§ Exercise goal
According to the text on lochs and rivers below, why are Wildland's rivers in the North fished only on a catch-and-release basis? Answer in one to three sentences.

§ Study text
——

Our Lochs & Rivers
From source right down to the sea, we ensure that we do nothing that will in any way harm the ecological health of our water sources or the system as a whole, including the rich diversity of plants and wildlife that relies on these and riparian areas to survive.
Over the last two or three centuries, the riversides have become increasingly denuded and urgently in need of restoration. Woodland areas alongside watercourses keep the riverbanks from being consumed by the energies of the flowing waters. This in turn protects and enhances flood plains is the best natural flood prevention for lands further downstream.
“Once destroyed, natures beauty cannot be purchased at any price.”
Wildland’s rivers in the North are all now graded as category three meaning that whilst they are often amongst the best in Scotland for fishing, they are only fished on a catch-and-release basis. This has been shown to be beneficial to the broader health of the system and provides in particular a vital boost to the breeding stock for future generations.

——

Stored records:
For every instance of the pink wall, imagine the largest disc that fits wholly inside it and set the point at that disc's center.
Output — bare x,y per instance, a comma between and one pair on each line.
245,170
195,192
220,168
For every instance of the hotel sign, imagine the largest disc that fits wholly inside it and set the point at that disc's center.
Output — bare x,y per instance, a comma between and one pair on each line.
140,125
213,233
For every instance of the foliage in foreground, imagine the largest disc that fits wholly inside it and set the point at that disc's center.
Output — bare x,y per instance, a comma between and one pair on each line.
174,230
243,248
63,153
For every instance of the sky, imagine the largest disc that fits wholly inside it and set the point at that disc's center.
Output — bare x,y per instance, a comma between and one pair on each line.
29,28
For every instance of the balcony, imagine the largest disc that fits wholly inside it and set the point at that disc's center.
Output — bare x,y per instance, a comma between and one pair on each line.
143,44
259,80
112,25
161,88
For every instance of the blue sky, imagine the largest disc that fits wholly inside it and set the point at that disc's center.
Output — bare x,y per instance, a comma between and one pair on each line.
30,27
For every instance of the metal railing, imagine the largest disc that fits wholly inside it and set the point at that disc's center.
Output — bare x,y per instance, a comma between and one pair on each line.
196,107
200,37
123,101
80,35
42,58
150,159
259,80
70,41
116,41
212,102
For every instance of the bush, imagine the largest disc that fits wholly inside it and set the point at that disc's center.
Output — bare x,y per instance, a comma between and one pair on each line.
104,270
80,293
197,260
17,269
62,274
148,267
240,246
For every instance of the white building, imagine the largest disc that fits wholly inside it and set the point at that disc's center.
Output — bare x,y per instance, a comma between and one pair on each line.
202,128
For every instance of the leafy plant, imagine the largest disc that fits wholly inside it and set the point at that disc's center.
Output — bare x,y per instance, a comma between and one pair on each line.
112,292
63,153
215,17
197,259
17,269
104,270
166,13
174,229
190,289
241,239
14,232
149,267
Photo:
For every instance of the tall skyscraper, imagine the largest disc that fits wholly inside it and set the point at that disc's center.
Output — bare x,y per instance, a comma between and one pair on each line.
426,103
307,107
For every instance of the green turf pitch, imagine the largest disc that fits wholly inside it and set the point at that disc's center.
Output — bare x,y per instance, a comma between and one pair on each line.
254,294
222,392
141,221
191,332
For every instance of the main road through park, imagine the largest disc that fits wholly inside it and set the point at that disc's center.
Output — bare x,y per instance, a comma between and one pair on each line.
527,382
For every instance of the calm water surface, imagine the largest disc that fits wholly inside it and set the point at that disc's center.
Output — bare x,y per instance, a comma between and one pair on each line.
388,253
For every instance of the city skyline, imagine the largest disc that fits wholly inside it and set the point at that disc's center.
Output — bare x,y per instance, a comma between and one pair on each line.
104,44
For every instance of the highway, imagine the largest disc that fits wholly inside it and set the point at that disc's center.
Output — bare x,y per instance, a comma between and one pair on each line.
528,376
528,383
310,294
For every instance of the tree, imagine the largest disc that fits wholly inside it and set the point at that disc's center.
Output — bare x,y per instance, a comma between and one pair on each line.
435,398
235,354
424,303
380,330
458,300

——

§ Solution for this problem
Catch-and-release has been shown to benefit the broader health of the river system. In particular, it gives a vital boost to the breeding stock for future generations.